▶ **Текст для чтения**:
####################

ПЛАТФОРМЕННЫЕ МОНОЛОГИ
Автор:
Т. Г. ТАКЕР
Доктор литературы (Кембридж); почетный доктор литературы (Дублин). Профессор классической филологии Мельбурнского университета
МЕЛЬБУРН. ТОМАС К. ЛОТИАН. 1914. ОТПЕЧАТАНО В АНГЛИИ. Все права защищены. Первое издание — май 1914 г.
ПРЕДИСЛОВИЕ
Представленные ниже монологи были произнесены в качестве публичных выступлений, по большей части перед полуакадемической аудиторией, и их форма не претерпела изменений. Их общая цель заключалась в том, чтобы выступить в защиту литературного образования в то время, когда оно подвергается обесцениванию и порицанию. Однако наряду с общим призывом необходимо указать, что литературу можно не только читать, но и изучать. Поэтому некоторые из статей представляют собой попытку — что всегда является трудной задачей — кристаллизации основных принципов литературного суждения.
Настоящий сборник был составлен, поскольку издатель полагает, что достаточно большое число интеллектуально развитых людей проявит интерес к его прочтению. В целом, это кажется как минимум не худшим основанием для печати книги, чем любое другое.

####################

▶ **Что нужно сделать**:
1 > Продублируйте из текста для чтения фрагмент между словами «ПРЕДИСЛОВИЕ» и «принципов литературного суждения.» включительно.
2 > Перед какой аудиторией, согласно тексту для чтения, по большей части произносились монологи?
Записи к этому отношения не имеют.

####################

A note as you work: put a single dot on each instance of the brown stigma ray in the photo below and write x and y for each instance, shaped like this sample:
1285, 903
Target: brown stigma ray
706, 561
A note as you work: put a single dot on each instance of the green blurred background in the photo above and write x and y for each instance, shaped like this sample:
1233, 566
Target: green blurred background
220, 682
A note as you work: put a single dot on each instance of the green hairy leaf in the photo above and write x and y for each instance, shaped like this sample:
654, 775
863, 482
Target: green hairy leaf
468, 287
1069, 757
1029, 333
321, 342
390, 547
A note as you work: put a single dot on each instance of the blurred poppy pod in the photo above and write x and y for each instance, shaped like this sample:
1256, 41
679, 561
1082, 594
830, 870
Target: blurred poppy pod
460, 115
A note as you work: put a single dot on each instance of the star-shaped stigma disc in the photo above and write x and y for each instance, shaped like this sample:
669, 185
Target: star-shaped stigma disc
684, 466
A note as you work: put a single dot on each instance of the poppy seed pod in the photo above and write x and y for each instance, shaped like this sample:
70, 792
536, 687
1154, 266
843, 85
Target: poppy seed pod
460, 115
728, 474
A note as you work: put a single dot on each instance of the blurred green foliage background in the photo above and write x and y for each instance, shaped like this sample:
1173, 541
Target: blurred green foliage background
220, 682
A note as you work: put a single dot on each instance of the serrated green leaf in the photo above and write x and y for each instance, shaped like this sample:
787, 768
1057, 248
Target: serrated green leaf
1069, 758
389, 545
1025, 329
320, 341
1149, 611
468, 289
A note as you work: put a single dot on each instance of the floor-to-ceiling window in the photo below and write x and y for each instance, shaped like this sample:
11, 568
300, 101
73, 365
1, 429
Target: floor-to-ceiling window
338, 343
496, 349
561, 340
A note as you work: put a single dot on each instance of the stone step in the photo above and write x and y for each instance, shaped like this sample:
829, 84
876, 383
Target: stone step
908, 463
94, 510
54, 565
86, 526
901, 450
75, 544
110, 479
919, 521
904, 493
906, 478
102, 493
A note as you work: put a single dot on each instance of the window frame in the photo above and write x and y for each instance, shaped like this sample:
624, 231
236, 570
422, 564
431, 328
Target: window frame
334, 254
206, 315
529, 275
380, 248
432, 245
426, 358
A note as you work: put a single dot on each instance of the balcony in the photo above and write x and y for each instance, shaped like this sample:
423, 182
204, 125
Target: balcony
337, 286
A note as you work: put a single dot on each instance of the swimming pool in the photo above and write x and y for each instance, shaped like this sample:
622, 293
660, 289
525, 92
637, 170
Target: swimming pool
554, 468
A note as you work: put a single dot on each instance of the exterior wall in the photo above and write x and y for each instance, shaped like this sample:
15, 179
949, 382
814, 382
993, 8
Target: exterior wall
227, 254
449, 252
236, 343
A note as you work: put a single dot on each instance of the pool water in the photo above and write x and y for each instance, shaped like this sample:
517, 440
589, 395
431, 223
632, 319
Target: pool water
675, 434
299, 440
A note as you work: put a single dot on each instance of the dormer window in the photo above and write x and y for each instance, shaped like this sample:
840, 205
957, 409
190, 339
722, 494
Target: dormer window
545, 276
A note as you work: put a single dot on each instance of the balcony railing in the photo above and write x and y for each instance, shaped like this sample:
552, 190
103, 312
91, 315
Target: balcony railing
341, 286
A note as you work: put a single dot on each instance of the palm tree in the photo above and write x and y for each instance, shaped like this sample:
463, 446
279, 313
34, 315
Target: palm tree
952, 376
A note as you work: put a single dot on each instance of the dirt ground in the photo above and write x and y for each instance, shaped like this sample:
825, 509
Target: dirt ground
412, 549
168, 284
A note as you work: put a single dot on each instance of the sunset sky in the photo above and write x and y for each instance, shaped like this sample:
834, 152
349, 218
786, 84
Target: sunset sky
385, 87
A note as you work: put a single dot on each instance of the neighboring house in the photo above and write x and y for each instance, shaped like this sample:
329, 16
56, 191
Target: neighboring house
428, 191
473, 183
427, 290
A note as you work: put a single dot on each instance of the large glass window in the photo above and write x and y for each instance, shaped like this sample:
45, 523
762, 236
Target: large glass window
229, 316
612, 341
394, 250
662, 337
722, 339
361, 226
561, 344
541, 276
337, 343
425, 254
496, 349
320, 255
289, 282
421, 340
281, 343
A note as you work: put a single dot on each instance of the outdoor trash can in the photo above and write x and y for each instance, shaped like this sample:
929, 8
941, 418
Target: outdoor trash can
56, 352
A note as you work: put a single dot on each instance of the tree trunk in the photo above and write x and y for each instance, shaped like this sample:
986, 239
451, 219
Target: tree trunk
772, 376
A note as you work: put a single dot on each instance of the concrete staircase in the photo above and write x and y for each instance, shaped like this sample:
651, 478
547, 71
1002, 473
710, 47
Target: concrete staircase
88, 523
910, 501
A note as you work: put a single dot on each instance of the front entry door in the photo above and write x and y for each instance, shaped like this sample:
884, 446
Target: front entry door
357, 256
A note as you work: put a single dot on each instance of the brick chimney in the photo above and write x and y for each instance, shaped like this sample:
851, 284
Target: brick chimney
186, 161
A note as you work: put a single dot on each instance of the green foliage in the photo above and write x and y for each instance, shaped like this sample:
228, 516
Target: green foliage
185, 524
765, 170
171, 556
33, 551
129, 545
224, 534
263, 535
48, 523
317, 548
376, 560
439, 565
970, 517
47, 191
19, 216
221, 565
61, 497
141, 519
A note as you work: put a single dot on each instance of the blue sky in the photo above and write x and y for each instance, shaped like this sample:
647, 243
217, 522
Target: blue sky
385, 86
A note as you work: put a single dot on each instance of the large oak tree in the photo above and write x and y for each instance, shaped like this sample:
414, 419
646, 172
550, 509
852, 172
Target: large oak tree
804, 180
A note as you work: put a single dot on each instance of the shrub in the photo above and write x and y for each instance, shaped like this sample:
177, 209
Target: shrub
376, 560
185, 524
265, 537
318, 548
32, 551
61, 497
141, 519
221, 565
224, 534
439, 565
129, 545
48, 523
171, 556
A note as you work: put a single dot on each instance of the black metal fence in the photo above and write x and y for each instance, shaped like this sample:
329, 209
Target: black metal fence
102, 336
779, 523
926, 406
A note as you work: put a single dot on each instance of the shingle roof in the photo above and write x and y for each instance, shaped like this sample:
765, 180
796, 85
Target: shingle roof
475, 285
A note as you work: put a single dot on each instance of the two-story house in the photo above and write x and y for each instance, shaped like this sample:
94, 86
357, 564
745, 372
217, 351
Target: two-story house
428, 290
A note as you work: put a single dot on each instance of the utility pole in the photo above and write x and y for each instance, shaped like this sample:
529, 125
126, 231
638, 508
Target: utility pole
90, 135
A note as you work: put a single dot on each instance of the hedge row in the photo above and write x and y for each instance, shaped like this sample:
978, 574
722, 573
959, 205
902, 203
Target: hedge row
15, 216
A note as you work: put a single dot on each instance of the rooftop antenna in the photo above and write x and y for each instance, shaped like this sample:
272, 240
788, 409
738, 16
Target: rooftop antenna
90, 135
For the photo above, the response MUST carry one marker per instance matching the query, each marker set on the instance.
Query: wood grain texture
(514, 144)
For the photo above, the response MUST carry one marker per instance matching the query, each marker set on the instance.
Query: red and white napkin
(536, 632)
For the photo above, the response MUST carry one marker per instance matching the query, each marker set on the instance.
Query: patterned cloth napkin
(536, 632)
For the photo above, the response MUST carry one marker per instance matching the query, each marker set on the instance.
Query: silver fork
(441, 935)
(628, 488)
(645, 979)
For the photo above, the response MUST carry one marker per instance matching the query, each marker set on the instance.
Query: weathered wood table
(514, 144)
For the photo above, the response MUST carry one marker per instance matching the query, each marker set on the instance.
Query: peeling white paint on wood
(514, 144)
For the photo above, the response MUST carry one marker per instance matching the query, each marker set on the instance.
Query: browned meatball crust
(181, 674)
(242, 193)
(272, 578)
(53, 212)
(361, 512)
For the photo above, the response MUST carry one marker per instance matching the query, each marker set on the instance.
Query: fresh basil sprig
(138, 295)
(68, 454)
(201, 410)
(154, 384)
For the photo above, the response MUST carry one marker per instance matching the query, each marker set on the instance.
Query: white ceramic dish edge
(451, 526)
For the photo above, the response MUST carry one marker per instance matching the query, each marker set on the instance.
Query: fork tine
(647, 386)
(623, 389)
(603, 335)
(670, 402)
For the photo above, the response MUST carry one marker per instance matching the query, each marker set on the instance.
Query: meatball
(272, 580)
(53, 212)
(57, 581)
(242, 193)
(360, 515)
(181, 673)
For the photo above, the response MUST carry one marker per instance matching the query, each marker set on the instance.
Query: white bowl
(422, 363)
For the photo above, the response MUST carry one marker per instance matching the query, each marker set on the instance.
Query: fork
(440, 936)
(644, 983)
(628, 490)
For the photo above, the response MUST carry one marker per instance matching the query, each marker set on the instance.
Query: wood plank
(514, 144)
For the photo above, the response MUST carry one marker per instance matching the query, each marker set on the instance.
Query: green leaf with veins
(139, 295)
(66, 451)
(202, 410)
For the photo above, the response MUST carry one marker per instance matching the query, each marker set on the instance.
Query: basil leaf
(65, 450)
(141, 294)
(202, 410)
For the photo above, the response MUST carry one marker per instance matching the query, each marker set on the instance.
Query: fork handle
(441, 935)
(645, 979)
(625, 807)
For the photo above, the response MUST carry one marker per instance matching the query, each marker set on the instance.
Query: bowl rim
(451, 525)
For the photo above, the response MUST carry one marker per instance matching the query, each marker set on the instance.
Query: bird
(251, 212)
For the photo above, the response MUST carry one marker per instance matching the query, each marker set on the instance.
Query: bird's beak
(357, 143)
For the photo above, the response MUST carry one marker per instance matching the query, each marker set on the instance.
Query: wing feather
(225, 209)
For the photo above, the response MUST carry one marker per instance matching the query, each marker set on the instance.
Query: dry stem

####################

▶ **Список решений**:
1 >
ПРЕДИСЛОВИЕ
Представленные ниже монологи были произнесены в качестве публичных выступлений, по большей части перед полуакадемической аудиторией, и их форма не претерпела изменений. Их общая цель заключалась в том, чтобы выступить в защиту литературного образования в то время, когда оно подвергается обесцениванию и порицанию. Однако наряду с общим призывом необходимо указать, что литературу можно не только читать, но и изучать. Поэтому некоторые из статей представляют собой попытку — что всегда является трудной задачей — кристаллизации основных принципов литературного суждения.

2 > Перед полуакадемической аудиторией.